* **Exercices à réaliser**
[1] Reproduisez le passage de la critique de The Tribe depuis « Quelle meilleure idée, justement, que » jusqu'à « combler l’éventuelle incompréhension. » inclus.
[2] Présentez en liste numérotée les lignes des données fournies, de la ligne contenant « Task — for every instance of the grey » jusqu'à la dernière de ces lignes incluse, sans les lignes vides.

Prends ça dans ta gueule Only God Forgive !

Après les jeunes filles des cités (Bande de filles), les Yéniches du nord de la France (Mange tes morts), The Tribe se charge de représenter une autre minorité cinématographique : les sourds-muets. En refusant les sous-titres, le réalisateur ukrainien Myroslav Slaboshpytskiy (48 points, au scrabble, ndlr) nous donne accès à leur rapport au monde, dans lequel la communication est laborieuse et le déchiffrage permanent avec ceux qui ne maîtrisent pas leur langage.

D’emblée, le film inverse le rapport traditionnel du cinéma à son public de l’ouïe et de la parole. Ce très beau choix consacre donc les sujets du film, destinataires privilégiés de l’oeuvre, seuls spectateurs ayant accès aux dialogues.

Quelle meilleure idée, justement, que de réaliser un film dans lequel les personnages ne communiquent qu’en langue des signes ? Ce langage du corps, des mains, de l’expression du visage, n’est-il pas l’essence même du jeu d’acteur ? La caméra, en captant ces gestes fascinants, ces visages tendus par la colère ou la peur, mais dont aucune parole ne parvient à s’échapper, se charge de combler l’éventuelle incompréhension.

La composition des plans, le mixage du son, apparaissent comme des locuteurs à part entière. Des travellings suivent doucement les personnages empruntant de longs couloir (entre deux bus, entre les parois de l’établissement), matérialisant ici leur destinée sans issue, leur existence engoncée dans l’enfermement et la misère. Le décor principal, établissement froid et monumental, s’apparente d’ailleurs à un centre pénitencier, dans lequel les chambres sont autant de cellules, et les barreaux des fenêtres segmentent l’image. La lumière rouge clignotante, qui remplace la sonnerie habituelle venant mettre un terme à l’heure de cours, fait ainsi penser à une alarme.

* **Données fournies**
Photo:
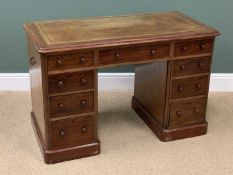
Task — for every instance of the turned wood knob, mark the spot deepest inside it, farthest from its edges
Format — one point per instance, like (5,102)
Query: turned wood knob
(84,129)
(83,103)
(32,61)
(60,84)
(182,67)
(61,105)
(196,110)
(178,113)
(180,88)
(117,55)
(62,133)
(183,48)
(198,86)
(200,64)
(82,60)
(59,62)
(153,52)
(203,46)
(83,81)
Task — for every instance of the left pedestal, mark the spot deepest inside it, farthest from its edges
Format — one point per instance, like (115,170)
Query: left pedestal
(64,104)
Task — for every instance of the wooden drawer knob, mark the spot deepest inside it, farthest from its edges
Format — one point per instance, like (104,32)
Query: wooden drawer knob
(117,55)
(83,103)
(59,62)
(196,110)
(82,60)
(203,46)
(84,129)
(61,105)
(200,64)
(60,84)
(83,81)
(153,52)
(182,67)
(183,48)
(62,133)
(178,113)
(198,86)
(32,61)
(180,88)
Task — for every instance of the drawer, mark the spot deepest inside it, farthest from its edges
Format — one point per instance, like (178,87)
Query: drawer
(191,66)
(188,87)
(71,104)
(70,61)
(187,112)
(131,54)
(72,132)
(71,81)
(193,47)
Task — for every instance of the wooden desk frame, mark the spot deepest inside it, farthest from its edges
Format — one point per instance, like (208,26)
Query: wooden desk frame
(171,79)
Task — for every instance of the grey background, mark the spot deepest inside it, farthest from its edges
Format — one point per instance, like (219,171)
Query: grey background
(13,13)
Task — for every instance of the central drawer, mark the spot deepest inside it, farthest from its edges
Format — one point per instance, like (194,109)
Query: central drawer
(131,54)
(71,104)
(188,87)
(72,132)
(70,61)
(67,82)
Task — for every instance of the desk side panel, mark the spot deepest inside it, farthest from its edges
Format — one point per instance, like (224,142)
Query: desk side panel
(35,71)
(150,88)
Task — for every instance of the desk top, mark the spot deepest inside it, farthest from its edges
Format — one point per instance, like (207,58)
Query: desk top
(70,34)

* **Corrigé**
[1]
Quelle meilleure idée, justement, que de réaliser un film dans lequel les personnages ne communiquent qu’en langue des signes ? Ce langage du corps, des mains, de l’expression du visage, n’est-il pas l’essence même du jeu d’acteur ? La caméra, en captant ces gestes fascinants, ces visages tendus par la colère ou la peur, mais dont aucune parole ne parvient à s’échapper, se charge de combler l’éventuelle incompréhension.

[2]
1. Task — for every instance of the grey background, mark the spot deepest inside it, farthest from its edges
2. Format — one point per instance, like (219,171)
3. Query: grey background
4. (13,13)
5. Task — for every instance of the central drawer, mark the spot deepest inside it, farthest from its edges
6. Format — one point per instance, like (194,109)
7. Query: central drawer
8. (131,54)
9. (71,104)
10. (188,87)
11. (72,132)
12. (70,61)
13. (67,82)
14. Task — for every instance of the desk side panel, mark the spot deepest inside it, farthest from its edges
15. Format — one point per instance, like (224,142)
16. Query: desk side panel
17. (35,71)
18. (150,88)
19. Task — for every instance of the desk top, mark the spot deepest inside it, farthest from its edges
20. Format — one point per instance, like (207,58)
21. Query: desk top
22. (70,34)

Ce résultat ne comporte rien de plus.